_Task:_
Report each line in the rows below that includes the word "green", copying every such line in full.

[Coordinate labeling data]
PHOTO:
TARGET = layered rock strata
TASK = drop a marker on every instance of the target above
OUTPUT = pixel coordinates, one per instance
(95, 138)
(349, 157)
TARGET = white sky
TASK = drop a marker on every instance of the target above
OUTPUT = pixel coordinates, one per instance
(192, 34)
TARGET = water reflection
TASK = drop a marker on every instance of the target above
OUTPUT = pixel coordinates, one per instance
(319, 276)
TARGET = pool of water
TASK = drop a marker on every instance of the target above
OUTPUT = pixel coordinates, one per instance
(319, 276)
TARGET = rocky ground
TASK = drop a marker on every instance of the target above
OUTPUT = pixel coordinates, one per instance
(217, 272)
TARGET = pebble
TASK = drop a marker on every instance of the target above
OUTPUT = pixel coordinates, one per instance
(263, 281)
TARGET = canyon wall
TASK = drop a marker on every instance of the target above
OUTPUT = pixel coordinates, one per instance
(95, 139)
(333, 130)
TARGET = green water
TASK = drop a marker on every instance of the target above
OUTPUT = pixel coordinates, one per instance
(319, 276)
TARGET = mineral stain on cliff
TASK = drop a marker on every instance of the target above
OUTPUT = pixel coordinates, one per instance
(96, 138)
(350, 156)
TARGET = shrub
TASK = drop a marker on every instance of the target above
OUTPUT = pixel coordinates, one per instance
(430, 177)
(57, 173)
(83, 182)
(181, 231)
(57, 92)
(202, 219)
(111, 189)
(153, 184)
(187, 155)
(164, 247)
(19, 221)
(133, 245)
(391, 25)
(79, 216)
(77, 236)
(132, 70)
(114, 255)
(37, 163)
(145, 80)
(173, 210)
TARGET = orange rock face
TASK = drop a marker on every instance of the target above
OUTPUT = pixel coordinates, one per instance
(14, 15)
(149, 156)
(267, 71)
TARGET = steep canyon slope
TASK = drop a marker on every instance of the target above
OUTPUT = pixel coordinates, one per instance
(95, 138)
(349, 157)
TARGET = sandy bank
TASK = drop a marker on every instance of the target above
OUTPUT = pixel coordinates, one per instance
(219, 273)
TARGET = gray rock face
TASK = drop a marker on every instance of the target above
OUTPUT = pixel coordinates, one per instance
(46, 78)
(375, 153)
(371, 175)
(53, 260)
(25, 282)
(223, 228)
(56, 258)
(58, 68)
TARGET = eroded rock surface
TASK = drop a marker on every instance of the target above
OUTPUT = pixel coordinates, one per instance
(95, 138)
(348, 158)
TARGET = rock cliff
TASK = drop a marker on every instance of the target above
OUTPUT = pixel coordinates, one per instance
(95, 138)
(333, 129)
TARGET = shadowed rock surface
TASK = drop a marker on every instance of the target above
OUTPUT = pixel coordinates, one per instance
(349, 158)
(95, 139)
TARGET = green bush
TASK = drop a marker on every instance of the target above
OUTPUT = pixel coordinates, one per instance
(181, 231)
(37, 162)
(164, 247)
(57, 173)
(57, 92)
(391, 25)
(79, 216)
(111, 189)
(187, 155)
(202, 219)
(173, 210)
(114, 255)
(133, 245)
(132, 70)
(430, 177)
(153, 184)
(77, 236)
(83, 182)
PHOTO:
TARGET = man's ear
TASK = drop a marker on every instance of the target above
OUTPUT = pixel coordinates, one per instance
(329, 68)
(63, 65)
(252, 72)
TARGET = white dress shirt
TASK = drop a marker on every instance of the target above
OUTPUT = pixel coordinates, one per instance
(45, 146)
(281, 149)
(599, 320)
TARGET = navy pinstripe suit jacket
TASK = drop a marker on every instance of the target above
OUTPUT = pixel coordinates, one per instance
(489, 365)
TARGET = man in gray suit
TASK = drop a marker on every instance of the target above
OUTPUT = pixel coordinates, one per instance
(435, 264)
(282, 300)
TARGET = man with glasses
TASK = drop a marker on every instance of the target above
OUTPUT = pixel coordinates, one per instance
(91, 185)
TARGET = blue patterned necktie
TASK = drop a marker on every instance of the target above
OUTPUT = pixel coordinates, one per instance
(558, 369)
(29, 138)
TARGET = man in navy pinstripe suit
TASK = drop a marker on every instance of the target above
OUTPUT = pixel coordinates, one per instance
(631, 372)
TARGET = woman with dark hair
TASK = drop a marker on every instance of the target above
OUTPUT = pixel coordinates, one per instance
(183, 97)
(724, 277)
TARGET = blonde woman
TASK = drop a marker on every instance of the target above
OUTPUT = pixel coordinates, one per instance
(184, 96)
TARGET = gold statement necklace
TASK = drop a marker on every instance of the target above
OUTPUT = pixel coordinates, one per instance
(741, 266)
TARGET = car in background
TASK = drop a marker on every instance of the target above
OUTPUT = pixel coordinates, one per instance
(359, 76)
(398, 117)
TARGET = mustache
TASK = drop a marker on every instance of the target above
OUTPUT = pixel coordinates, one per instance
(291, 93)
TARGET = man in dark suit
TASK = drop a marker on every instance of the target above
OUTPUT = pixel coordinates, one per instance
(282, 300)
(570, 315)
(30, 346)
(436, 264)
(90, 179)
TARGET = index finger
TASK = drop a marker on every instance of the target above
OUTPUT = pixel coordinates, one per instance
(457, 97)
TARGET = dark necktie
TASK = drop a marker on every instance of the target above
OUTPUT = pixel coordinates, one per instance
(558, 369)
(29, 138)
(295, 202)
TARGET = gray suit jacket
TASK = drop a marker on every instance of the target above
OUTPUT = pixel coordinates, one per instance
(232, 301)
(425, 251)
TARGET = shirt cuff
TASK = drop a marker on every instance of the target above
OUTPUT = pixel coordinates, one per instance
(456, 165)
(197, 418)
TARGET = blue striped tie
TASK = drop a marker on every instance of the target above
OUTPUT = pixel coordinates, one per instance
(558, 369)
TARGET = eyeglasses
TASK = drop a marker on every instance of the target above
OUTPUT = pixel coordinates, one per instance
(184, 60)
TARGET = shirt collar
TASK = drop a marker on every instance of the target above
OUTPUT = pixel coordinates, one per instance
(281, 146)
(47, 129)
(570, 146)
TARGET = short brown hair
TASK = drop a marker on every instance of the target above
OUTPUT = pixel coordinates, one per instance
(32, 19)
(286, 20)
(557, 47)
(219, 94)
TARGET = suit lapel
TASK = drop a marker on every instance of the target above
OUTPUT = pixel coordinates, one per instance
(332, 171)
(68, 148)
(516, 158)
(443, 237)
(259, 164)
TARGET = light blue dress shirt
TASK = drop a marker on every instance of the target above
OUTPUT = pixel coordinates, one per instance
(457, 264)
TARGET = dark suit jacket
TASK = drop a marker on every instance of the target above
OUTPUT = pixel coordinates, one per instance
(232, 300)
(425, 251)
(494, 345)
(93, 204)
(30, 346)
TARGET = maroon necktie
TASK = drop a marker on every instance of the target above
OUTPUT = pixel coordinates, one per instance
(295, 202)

--

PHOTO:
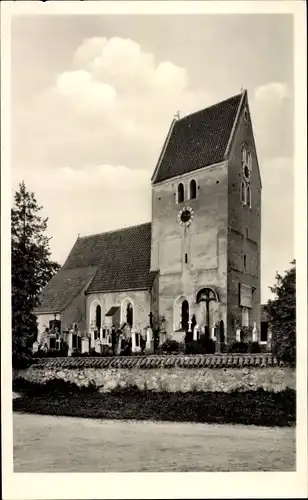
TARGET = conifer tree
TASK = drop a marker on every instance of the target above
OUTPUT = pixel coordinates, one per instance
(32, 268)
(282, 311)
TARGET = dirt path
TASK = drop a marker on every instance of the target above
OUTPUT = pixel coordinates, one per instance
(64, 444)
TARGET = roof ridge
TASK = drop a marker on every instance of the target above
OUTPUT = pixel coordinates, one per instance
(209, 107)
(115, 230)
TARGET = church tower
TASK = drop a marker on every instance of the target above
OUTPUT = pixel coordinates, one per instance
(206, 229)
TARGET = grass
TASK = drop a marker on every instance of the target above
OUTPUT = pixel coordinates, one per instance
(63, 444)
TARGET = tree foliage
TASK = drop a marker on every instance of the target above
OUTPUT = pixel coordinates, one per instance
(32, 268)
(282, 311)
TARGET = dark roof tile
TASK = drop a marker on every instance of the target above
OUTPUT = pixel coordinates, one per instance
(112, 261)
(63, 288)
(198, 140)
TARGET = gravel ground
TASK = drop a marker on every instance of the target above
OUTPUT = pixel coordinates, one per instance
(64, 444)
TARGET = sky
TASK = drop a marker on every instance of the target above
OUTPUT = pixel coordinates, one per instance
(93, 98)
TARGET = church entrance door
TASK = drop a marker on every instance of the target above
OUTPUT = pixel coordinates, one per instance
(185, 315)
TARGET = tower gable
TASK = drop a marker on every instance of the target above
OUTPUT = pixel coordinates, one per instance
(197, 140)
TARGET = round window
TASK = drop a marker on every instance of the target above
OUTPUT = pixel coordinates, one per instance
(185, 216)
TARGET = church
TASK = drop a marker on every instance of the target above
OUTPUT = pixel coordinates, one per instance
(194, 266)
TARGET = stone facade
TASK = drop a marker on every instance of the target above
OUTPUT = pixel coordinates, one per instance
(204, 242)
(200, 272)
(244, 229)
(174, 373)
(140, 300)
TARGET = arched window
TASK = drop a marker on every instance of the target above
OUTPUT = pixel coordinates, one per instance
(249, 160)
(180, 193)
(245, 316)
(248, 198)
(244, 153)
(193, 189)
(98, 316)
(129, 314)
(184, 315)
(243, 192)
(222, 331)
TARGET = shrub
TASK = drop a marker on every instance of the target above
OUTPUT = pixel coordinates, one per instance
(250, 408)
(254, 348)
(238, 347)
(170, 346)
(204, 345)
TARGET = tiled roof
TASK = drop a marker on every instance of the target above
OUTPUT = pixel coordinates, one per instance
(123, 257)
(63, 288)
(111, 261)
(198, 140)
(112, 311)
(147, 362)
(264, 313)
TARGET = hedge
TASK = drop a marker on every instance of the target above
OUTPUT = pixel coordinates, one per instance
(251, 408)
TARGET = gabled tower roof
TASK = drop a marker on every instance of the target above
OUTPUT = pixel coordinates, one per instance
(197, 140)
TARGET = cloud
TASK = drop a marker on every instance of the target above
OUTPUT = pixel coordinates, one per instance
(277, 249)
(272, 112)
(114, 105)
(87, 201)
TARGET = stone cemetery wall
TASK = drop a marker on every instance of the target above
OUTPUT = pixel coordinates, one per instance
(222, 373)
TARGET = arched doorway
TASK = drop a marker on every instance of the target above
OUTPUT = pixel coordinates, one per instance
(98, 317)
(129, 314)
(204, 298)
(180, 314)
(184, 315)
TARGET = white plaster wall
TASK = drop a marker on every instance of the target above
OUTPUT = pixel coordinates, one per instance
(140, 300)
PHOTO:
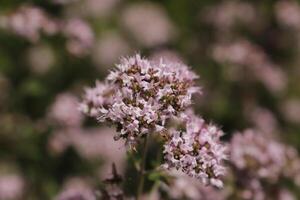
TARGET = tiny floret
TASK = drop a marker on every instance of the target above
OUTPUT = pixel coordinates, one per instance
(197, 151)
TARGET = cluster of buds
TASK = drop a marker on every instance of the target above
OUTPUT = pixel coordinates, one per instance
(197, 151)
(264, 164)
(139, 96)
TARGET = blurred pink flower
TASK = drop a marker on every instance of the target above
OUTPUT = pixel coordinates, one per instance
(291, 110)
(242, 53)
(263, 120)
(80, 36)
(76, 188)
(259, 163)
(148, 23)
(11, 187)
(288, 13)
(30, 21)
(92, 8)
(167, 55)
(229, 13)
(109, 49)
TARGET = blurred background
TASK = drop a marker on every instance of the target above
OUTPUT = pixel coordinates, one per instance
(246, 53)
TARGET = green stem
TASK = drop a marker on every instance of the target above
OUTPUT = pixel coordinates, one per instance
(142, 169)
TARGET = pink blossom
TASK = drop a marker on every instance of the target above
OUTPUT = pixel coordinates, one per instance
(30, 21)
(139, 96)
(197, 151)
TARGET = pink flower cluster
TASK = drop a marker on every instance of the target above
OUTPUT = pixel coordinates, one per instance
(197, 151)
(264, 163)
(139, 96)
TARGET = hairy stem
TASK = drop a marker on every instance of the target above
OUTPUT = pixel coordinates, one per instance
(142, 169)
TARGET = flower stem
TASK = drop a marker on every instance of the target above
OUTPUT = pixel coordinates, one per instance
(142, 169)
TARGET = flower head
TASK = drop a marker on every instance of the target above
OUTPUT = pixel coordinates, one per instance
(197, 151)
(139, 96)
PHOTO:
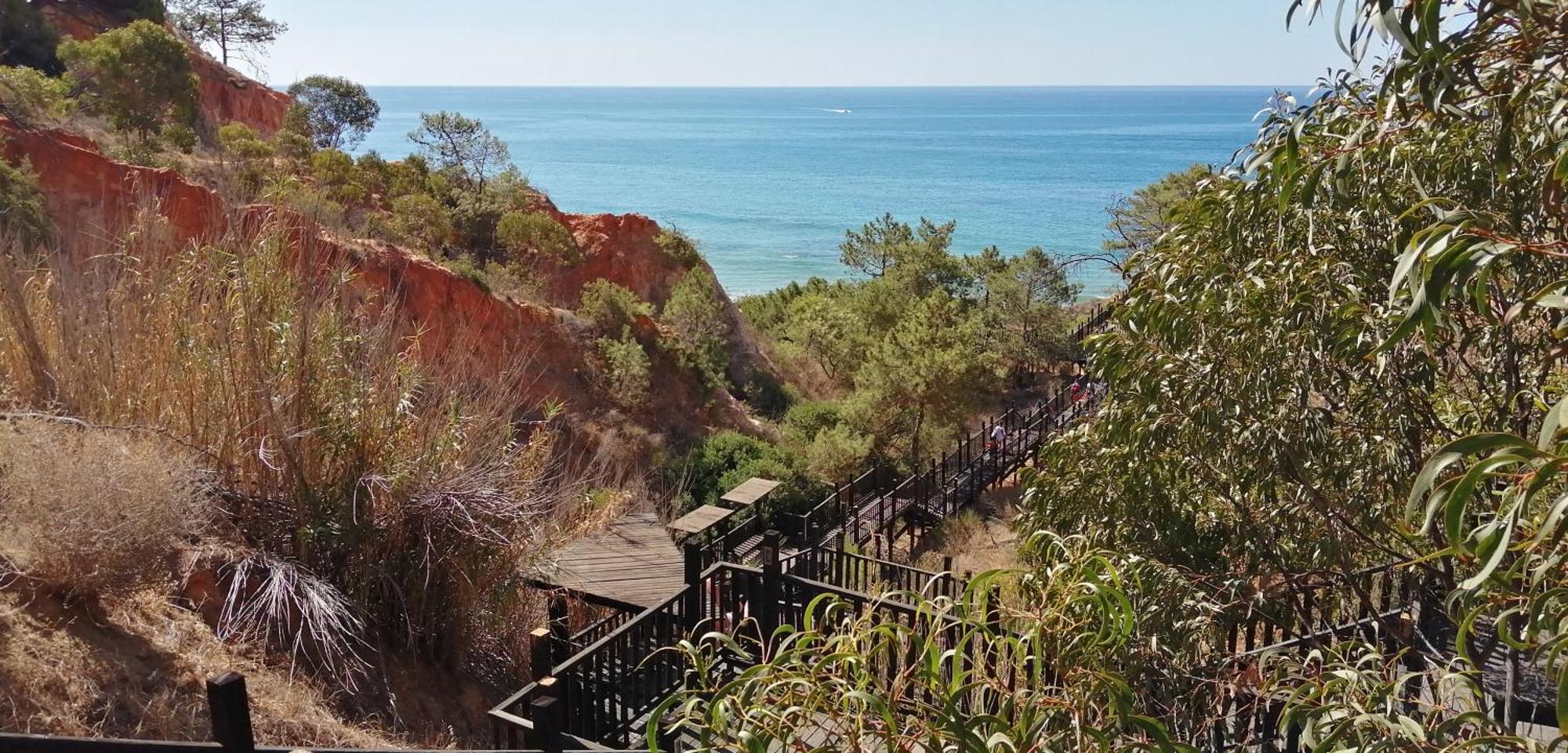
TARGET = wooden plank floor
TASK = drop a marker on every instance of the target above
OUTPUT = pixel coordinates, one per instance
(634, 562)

_Response to the exercise:_
TARGET = green water
TARGET = green bush
TARGET = green stem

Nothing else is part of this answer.